● Goal
Copy out the rows from the start through the line containing "point(55, 228)", leaving out the pictures.

----

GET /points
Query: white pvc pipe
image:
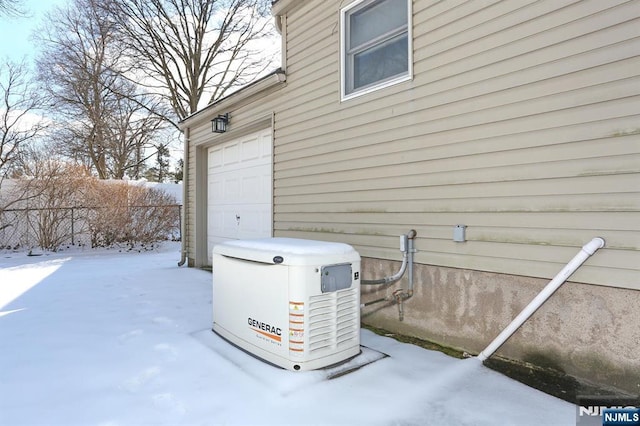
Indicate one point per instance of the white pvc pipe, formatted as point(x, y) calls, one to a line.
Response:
point(586, 251)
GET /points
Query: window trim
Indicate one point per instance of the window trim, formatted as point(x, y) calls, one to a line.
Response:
point(344, 14)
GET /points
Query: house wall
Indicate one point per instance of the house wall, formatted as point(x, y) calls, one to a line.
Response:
point(521, 122)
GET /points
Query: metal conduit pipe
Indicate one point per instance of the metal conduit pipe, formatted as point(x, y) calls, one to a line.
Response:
point(400, 295)
point(406, 246)
point(587, 250)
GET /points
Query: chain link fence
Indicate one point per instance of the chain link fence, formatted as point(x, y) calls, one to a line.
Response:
point(55, 228)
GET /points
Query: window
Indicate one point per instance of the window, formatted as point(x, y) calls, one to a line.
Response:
point(375, 45)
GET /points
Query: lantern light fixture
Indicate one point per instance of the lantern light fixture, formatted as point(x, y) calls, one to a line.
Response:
point(220, 123)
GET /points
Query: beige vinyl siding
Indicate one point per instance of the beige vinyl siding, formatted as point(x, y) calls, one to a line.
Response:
point(522, 122)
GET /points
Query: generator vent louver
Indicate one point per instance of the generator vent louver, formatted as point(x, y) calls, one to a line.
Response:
point(333, 320)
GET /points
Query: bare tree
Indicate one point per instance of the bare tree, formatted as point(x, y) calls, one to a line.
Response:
point(103, 120)
point(19, 121)
point(12, 8)
point(193, 52)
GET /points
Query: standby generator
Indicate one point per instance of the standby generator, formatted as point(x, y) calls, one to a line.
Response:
point(294, 303)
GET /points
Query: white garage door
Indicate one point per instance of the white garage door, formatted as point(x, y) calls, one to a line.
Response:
point(240, 189)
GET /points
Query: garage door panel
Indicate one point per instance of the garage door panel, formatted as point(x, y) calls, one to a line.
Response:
point(240, 190)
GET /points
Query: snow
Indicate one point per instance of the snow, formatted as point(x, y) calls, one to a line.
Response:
point(108, 338)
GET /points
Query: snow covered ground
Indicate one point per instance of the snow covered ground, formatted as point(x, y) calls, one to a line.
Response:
point(108, 338)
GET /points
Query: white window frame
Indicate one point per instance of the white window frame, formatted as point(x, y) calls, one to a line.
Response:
point(344, 16)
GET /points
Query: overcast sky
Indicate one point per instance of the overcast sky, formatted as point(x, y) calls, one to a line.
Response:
point(15, 33)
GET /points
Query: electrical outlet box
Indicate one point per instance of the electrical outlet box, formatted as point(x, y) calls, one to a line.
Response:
point(459, 233)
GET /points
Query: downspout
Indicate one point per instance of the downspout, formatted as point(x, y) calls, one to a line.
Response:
point(587, 250)
point(185, 181)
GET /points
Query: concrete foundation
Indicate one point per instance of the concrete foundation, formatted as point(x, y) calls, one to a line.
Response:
point(587, 331)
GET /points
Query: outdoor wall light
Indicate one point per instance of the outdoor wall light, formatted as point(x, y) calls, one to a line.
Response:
point(219, 124)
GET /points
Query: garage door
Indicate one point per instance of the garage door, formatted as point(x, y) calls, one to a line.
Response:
point(240, 189)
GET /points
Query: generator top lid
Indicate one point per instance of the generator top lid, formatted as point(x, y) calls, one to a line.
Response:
point(288, 251)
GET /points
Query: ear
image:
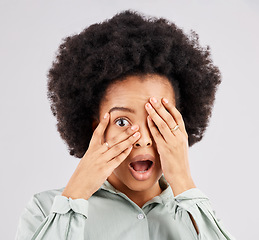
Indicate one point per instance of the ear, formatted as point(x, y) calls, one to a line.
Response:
point(94, 124)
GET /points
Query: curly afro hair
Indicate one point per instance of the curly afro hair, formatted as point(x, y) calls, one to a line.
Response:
point(128, 44)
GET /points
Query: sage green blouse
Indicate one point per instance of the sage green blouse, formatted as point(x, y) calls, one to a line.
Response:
point(110, 214)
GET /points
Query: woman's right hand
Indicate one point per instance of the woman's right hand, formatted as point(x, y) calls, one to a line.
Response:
point(99, 161)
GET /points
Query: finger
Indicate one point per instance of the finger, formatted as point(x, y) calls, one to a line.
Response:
point(120, 147)
point(159, 122)
point(124, 135)
point(98, 133)
point(163, 112)
point(176, 114)
point(115, 162)
point(154, 131)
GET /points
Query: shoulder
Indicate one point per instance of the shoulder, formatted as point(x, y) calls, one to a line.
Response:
point(42, 201)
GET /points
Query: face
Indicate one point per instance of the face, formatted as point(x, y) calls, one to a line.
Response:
point(129, 97)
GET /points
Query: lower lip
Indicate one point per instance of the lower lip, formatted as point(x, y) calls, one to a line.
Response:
point(142, 176)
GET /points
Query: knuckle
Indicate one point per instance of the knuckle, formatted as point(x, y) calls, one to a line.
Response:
point(96, 133)
point(116, 148)
point(162, 126)
point(157, 134)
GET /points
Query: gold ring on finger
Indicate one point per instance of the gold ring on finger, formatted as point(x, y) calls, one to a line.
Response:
point(107, 145)
point(175, 128)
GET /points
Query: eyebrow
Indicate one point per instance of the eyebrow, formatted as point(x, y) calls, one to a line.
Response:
point(124, 109)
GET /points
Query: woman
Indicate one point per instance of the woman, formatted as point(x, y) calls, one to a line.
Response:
point(130, 95)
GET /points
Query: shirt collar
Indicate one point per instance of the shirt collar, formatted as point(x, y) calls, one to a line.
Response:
point(166, 195)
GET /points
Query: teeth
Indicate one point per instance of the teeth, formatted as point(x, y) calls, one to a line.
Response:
point(141, 171)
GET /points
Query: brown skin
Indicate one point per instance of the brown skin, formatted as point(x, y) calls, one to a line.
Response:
point(170, 149)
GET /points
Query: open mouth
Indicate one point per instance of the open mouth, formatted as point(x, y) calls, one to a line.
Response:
point(141, 166)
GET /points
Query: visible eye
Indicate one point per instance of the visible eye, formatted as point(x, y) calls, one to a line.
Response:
point(122, 122)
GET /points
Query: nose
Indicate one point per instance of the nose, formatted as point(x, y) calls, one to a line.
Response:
point(145, 138)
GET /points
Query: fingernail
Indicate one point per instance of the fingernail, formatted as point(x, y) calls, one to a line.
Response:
point(153, 100)
point(134, 127)
point(165, 100)
point(148, 105)
point(136, 134)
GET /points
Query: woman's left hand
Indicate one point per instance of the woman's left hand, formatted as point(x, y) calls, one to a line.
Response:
point(172, 146)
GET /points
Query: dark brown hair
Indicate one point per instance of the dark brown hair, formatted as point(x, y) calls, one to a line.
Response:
point(129, 43)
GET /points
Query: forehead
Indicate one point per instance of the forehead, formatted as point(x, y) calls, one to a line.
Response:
point(134, 91)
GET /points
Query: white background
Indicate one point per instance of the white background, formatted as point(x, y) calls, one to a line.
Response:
point(33, 156)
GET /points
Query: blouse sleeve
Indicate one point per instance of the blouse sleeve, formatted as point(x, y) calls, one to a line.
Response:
point(66, 220)
point(193, 201)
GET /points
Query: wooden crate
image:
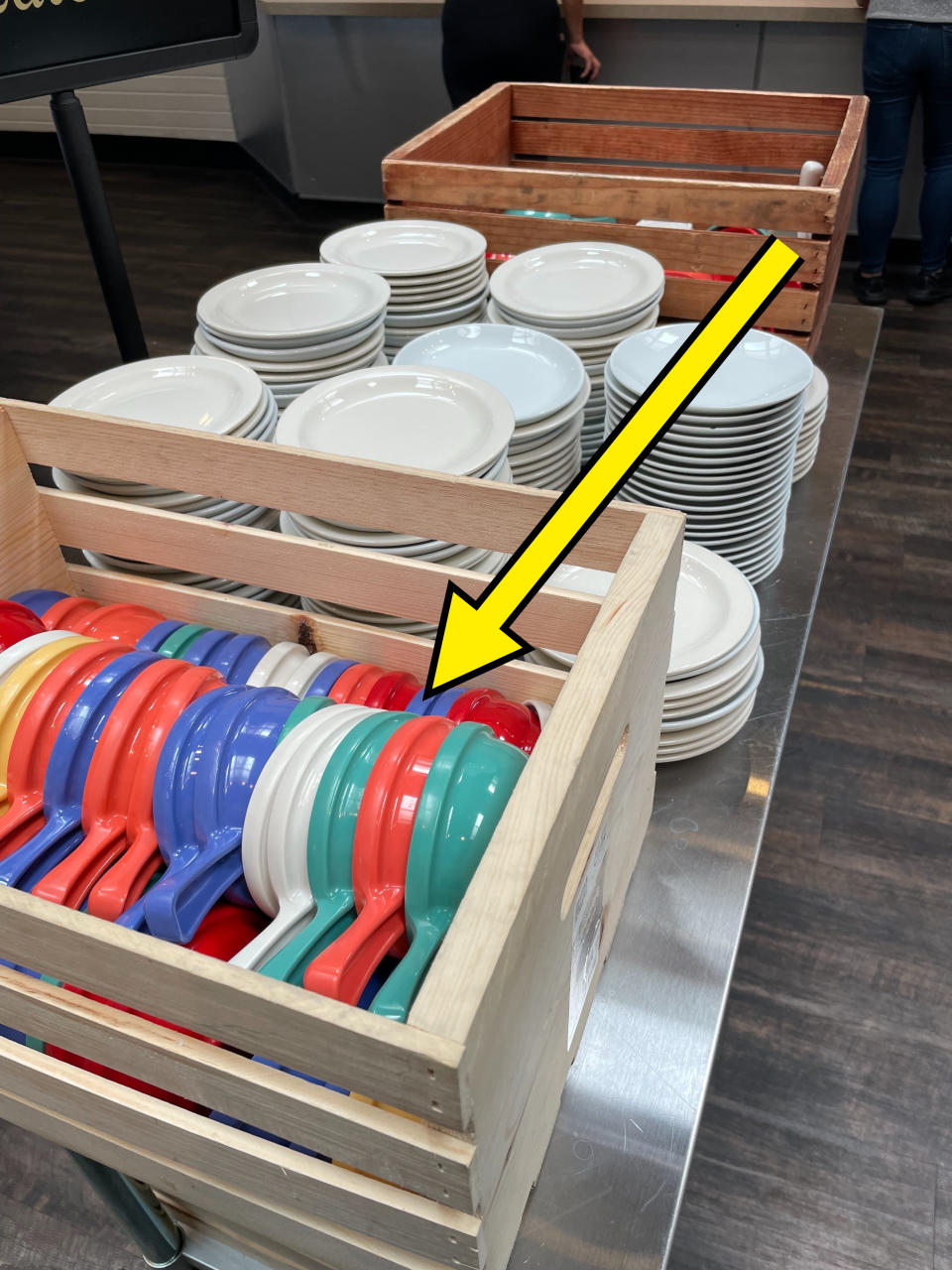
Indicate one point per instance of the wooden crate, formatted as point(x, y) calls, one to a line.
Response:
point(486, 1049)
point(699, 157)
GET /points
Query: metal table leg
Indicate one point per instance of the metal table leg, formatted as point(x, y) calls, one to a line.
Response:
point(140, 1213)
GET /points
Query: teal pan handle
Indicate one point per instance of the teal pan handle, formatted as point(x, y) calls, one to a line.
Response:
point(398, 993)
point(334, 916)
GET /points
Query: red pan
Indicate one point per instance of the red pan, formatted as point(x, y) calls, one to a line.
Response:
point(36, 735)
point(116, 816)
point(381, 847)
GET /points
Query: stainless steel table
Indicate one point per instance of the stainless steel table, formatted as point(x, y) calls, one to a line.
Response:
point(612, 1180)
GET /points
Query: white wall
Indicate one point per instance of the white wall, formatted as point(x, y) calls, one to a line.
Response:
point(191, 103)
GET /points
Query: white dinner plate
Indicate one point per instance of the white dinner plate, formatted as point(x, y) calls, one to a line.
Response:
point(275, 354)
point(294, 303)
point(412, 248)
point(708, 740)
point(762, 371)
point(536, 372)
point(438, 421)
point(199, 393)
point(575, 281)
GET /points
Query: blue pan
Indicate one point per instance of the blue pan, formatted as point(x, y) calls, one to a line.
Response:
point(238, 738)
point(66, 774)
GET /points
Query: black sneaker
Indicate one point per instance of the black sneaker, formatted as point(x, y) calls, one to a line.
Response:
point(929, 289)
point(870, 289)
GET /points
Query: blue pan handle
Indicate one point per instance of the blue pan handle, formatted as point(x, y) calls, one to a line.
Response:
point(33, 860)
point(178, 905)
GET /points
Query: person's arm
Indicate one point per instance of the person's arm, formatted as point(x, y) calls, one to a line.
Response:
point(571, 12)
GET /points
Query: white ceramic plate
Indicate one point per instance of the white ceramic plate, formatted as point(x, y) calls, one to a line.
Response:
point(438, 421)
point(680, 694)
point(405, 249)
point(761, 372)
point(536, 372)
point(705, 717)
point(199, 393)
point(294, 302)
point(575, 281)
point(715, 608)
point(276, 354)
point(711, 739)
point(417, 309)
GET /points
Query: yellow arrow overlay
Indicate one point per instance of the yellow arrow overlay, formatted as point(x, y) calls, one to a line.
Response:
point(474, 635)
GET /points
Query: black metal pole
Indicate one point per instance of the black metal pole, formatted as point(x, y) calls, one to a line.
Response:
point(140, 1213)
point(81, 166)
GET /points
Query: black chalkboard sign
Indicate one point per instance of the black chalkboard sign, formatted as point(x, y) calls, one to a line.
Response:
point(53, 45)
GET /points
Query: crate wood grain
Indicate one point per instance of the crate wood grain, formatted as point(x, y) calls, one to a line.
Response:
point(705, 158)
point(439, 1164)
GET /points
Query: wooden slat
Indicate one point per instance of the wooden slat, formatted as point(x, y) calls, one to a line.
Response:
point(507, 917)
point(629, 198)
point(444, 508)
point(521, 681)
point(480, 132)
point(395, 1148)
point(37, 1096)
point(844, 167)
point(785, 151)
point(690, 299)
point(721, 107)
point(848, 145)
point(347, 575)
point(622, 169)
point(394, 1064)
point(32, 556)
point(460, 127)
point(698, 250)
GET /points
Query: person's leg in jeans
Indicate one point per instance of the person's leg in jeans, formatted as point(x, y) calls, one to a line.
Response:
point(936, 204)
point(892, 82)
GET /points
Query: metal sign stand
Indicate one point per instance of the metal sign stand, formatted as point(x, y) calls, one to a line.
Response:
point(81, 166)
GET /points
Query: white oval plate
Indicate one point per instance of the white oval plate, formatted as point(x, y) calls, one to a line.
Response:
point(412, 248)
point(204, 394)
point(294, 302)
point(536, 372)
point(575, 281)
point(436, 421)
point(762, 371)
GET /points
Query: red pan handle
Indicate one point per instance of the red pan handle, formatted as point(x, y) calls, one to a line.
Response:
point(344, 969)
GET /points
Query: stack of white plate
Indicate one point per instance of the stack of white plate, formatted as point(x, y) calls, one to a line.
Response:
point(433, 420)
point(728, 461)
point(716, 661)
point(590, 296)
point(543, 381)
point(814, 414)
point(436, 272)
point(207, 395)
point(295, 324)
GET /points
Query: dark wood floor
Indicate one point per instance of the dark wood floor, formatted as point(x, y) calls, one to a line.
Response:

----

● Result of the task
GET /points
Query: white pvc pipe
image:
Indicate one point per instance of the white pvc pipe, formatted as point(x, y) calls, one to a line.
Response:
point(586, 251)
GET /points
Query: window trim
Indicate one point per instance of the window trim, formatted as point(x, y) calls, one to a line.
Response:
point(344, 14)
GET /points
Query: house wall
Indicate one point per instance of the house wall, formatted as point(x, y) calls, one to a line.
Response:
point(521, 122)
GET /points
Query: metal conduit pipe
Indicate one point per instance of the metal conduit pipe, formatted as point(x, y) calls, one to a line.
Response:
point(400, 295)
point(406, 246)
point(587, 250)
GET /points
Query: chain link fence
Indicate one point per instance of the chain link fence, formatted as point(x, y) calls, one to a line.
Response:
point(55, 228)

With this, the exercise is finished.